EXERCISE PROMPT
Please reproduce each line of the data below exactly as shown.

RECORDED DATA

══════════════════════════════

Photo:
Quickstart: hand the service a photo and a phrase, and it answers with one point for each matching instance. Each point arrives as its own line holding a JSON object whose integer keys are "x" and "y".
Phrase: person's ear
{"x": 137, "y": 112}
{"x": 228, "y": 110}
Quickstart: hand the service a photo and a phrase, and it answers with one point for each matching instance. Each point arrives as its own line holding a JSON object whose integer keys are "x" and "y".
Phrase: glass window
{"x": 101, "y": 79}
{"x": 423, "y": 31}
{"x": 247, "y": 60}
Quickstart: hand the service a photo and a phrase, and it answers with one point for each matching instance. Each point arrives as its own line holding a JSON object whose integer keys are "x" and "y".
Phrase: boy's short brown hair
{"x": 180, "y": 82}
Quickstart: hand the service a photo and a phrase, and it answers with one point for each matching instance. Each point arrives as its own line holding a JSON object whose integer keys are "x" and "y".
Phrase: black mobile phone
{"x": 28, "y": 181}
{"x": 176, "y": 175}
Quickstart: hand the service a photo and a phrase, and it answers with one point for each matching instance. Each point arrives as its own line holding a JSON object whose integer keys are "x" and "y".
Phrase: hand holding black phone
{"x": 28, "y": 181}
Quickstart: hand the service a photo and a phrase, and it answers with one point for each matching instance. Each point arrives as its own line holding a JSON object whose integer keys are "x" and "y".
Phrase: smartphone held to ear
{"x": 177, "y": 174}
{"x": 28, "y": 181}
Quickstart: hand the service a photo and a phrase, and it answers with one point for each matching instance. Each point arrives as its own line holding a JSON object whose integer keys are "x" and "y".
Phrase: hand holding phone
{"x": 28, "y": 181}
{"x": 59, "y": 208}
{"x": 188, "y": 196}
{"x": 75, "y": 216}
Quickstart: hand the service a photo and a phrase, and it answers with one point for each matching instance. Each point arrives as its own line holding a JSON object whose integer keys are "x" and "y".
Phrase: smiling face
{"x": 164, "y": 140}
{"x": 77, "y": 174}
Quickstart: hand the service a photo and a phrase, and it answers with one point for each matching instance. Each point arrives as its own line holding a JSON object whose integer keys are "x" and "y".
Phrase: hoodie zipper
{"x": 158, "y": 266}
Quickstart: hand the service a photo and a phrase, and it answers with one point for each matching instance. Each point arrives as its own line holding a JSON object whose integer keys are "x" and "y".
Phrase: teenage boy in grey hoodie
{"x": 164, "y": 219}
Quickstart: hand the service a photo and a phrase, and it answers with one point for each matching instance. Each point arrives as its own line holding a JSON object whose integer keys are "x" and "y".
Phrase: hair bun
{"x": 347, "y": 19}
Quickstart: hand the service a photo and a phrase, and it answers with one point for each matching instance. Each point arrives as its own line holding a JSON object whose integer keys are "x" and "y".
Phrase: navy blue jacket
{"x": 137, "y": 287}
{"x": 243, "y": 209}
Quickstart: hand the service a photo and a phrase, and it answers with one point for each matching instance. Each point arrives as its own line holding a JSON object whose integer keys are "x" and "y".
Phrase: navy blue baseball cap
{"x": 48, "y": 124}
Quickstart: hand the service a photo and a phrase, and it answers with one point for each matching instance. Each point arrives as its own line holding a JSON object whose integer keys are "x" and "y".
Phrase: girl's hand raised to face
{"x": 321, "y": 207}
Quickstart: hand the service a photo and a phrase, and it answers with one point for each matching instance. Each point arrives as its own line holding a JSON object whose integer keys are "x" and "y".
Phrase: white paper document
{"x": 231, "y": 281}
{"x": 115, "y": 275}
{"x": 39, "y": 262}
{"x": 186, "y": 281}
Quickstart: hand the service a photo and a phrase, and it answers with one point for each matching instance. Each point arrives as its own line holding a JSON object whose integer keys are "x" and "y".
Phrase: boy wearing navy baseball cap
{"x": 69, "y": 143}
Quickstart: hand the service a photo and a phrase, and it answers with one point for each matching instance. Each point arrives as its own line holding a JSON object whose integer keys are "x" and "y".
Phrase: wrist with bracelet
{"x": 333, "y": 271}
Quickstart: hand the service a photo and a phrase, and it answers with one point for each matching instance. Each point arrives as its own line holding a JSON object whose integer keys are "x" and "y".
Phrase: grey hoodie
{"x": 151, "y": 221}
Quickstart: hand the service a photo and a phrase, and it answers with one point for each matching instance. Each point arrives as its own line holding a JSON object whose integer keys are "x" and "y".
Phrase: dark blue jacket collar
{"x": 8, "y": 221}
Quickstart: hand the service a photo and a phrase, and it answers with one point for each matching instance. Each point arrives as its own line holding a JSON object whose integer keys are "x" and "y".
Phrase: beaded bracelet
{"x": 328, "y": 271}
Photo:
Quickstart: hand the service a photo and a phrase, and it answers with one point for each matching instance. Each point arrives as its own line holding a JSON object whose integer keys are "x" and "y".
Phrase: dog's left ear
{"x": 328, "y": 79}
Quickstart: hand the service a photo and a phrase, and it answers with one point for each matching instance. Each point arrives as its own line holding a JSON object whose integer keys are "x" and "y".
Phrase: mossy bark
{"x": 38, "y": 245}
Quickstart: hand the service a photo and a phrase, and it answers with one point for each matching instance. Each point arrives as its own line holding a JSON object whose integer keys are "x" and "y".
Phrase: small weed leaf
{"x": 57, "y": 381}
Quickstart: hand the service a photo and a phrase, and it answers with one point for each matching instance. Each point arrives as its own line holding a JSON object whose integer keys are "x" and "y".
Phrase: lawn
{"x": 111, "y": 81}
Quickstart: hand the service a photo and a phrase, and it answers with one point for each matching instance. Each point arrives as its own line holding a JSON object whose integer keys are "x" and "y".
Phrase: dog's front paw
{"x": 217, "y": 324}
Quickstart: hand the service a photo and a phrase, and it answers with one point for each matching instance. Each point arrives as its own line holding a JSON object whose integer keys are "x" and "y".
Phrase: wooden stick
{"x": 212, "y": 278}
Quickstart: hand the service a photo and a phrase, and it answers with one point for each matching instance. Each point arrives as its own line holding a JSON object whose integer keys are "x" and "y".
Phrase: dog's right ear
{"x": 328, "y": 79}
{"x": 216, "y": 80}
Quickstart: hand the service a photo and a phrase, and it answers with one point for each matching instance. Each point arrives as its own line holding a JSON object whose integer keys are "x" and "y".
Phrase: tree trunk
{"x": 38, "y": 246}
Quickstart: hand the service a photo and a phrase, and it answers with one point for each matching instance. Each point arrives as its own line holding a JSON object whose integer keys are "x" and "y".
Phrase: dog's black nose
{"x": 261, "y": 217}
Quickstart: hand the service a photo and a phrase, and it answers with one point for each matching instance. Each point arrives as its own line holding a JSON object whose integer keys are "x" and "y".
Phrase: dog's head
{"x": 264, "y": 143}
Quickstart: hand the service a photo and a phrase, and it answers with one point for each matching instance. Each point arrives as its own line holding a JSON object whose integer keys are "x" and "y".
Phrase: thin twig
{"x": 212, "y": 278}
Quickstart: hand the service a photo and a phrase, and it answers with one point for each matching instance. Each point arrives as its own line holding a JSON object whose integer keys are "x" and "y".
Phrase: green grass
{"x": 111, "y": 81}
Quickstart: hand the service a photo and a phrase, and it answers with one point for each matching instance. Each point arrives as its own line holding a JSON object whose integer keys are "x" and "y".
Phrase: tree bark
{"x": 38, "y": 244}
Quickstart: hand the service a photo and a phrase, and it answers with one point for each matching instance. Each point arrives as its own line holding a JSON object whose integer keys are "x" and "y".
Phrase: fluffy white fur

══════════════════════════════

WRITTEN REPLY
Photo:
Quickstart: hand the service a photo and a phrase, and it answers with one point for each matching instance. Each point arrives as its own line holding a JSON object whose integer keys are "x" and "y".
Phrase: person's ear
{"x": 137, "y": 112}
{"x": 228, "y": 110}
Quickstart: hand the service a photo and a phrase, and it answers with one point for each matching instance. Each point arrives as its own line holding a JSON object whose integer keys are "x" and "y".
Phrase: glass window
{"x": 101, "y": 79}
{"x": 423, "y": 31}
{"x": 247, "y": 60}
Quickstart: hand the service a photo and a phrase, and it answers with one point for each matching instance. Each point arrives as its own line holding a JSON object whose integer keys are "x" and "y".
Phrase: boy's short brown hair
{"x": 180, "y": 82}
Quickstart: hand the service a photo and a phrase, and it answers with one point for each matching instance. Each point arrives as its own line holding a JSON object whose integer keys are "x" and "y".
Phrase: black mobile phone
{"x": 28, "y": 181}
{"x": 176, "y": 175}
Quickstart: hand the service a photo and a phrase, and it answers with one point for each matching instance. Each point arrives as its own line holding a JSON object whose integer keys are "x" and "y".
Phrase: hand holding black phone
{"x": 28, "y": 181}
Quickstart: hand the service a photo and a phrase, and it answers with one point for each matching instance. Each point arrives as its own line holding a JSON object whose integer keys are "x" and "y".
Phrase: smartphone held to ear
{"x": 177, "y": 174}
{"x": 28, "y": 181}
Quickstart: hand the service a photo and a phrase, and it answers with one point for each matching instance. Each point arrives as its own line holding a JSON object whose integer keys are "x" and "y".
Phrase: hand holding phone
{"x": 28, "y": 181}
{"x": 59, "y": 208}
{"x": 188, "y": 196}
{"x": 75, "y": 216}
Quickstart: hand the service a photo and a phrase, and it answers with one point for each matching instance. Each point arrives as its own line holding a JSON object whose integer keys are "x" and "y".
Phrase: smiling face
{"x": 164, "y": 140}
{"x": 77, "y": 174}
Quickstart: hand the service a photo and a phrase, and it answers with one point for each matching instance. Each point arrives as its own line holding a JSON object whose integer keys are "x" and "y".
Phrase: hoodie zipper
{"x": 158, "y": 266}
Quickstart: hand the service a photo and a phrase, and it answers with one point for each matching instance. Each point arrives as its own line holding a JSON object whose integer keys are "x" and "y".
Phrase: teenage boy in grey hoodie
{"x": 164, "y": 219}
Quickstart: hand the service a photo and a phrase, and it answers with one point for each matching instance. Each point arrives as its own line holding a JSON object whose integer keys are "x" and "y".
Phrase: hair bun
{"x": 347, "y": 19}
Quickstart: hand the service a photo and a phrase, and it answers with one point for each matching instance. Each point arrives as its own line holding a JSON object whose integer keys are "x" and "y".
Phrase: navy blue jacket
{"x": 137, "y": 287}
{"x": 243, "y": 209}
Quickstart: hand the service a photo and a phrase, and it answers with one point for each matching instance. Each point arrives as its own line holding a JSON object whose integer keys are "x" and "y".
Phrase: navy blue baseball cap
{"x": 48, "y": 124}
Quickstart: hand the service a photo and a phrase, and it answers with one point for each matching instance. Each point arrives as its own line holding a JSON object whose integer keys are "x" and "y".
Phrase: girl's hand raised to face
{"x": 321, "y": 207}
Quickstart: hand the service a photo and a phrase, and it answers with one point for each matching instance. Each point arrives as its own line holding a JSON object whose integer keys are "x" and "y".
Phrase: white paper document
{"x": 231, "y": 281}
{"x": 115, "y": 275}
{"x": 39, "y": 262}
{"x": 186, "y": 281}
Quickstart: hand the service a photo and a phrase, and it answers with one point for each matching instance. Each point arrives as its own line holding a JSON object whose integer keys are "x" and "y".
Phrase: boy wearing navy baseball cap
{"x": 69, "y": 143}
Quickstart: hand the service a photo and a phrase, and it answers with one point for each matching instance. Each point arrives as its own line holding a JSON object whose integer keys are "x" and "y".
Phrase: wrist with bracelet
{"x": 333, "y": 271}
Quickstart: hand the service a photo and a phrase, and it answers with one point for each matching instance. Each point arrives as its own line holding a JSON object whose integer keys are "x" and "y".
Phrase: grey hoodie
{"x": 151, "y": 221}
Quickstart: hand the service a photo and a phrase, and it answers with one point for each matching instance. Each point arrives as its own line holding a JSON object whose integer keys are "x" and "y".
Phrase: dark blue jacket collar
{"x": 8, "y": 221}
Quickstart: hand the service a photo and a phrase, and it answers with one point for each matching instance. Each point arrives as its own line holding a JSON object whose integer keys are "x" and "y".
Phrase: beaded bracelet
{"x": 328, "y": 271}
Photo:
Quickstart: hand the service a photo and a phrase, and it answers with one point for each matching instance. Each point arrives as its own line holding a JSON object whose integer keys are "x" and "y".
Phrase: dog's left ear
{"x": 328, "y": 79}
Quickstart: hand the service a photo and a phrase, and it answers with one point for each matching instance. Each point arrives as its own line holding a JSON object whose integer keys are "x" and "y".
Phrase: mossy bark
{"x": 38, "y": 245}
Quickstart: hand the service a photo and a phrase, and it answers with one point for each matching instance. Each point arrives as its own line holding a JSON object whose integer keys are "x" and "y".
Phrase: small weed leaf
{"x": 57, "y": 381}
Quickstart: hand the service a photo and a phrase, and it answers with one point for each matching instance. Each point arrives as its own line holding a JSON object whose integer keys are "x" and "y".
Phrase: lawn
{"x": 111, "y": 81}
Quickstart: hand the service a photo and a phrase, and it answers with one point for each matching instance. Each point arrives as its own line holding a JSON object whose integer keys are "x" and "y".
Phrase: dog's front paw
{"x": 217, "y": 324}
Quickstart: hand the service a photo and a phrase, and it answers with one point for each matching instance. Each point arrives as its own line holding a JSON object whose integer keys are "x" and "y".
Phrase: wooden stick
{"x": 212, "y": 278}
Quickstart: hand the service a photo and a phrase, and it answers with one point for each matching instance. Each point arrives as its own line holding a JSON object whose integer keys are "x" and "y".
Phrase: dog's right ear
{"x": 328, "y": 79}
{"x": 216, "y": 80}
Quickstart: hand the service a photo and a phrase, and it answers with one point for each matching instance. Each point arrives as its own line holding a JSON object whose integer keys are "x" and "y".
Phrase: tree trunk
{"x": 38, "y": 246}
Quickstart: hand the service a photo and a phrase, and it answers with one point for each matching instance. Each point arrives as its own line holding a JSON object whose integer keys are "x" and "y".
Phrase: dog's black nose
{"x": 261, "y": 217}
Quickstart: hand the service a photo and a phrase, and it answers with one point for each matching instance. Each point arrives as its own line holding a JSON object whose integer keys are "x" and "y".
Phrase: dog's head
{"x": 264, "y": 143}
Quickstart: hand the service a photo and a phrase, and it answers with one point for each matching instance. Each point arrives as its own line holding a JSON object whose integer keys are "x" and "y".
Phrase: thin twig
{"x": 212, "y": 278}
Quickstart: hand the service a photo and a phrase, and it answers with one point for each matching instance. Each point arrives as its own line holding a JSON object whose integer keys are "x" and "y".
Phrase: green grass
{"x": 111, "y": 81}
Quickstart: hand the service a photo and a phrase, and it answers with one point for each matching instance. Each point arrives as its own line holding a JSON object whose integer keys are "x" and "y".
Phrase: tree bark
{"x": 38, "y": 244}
Quickstart: hand the service a photo and a phrase, and it answers with one point for each matching instance. Each point arrives as its own line holding a JSON object whose integer keys are "x" and "y".
Phrase: fluffy white fur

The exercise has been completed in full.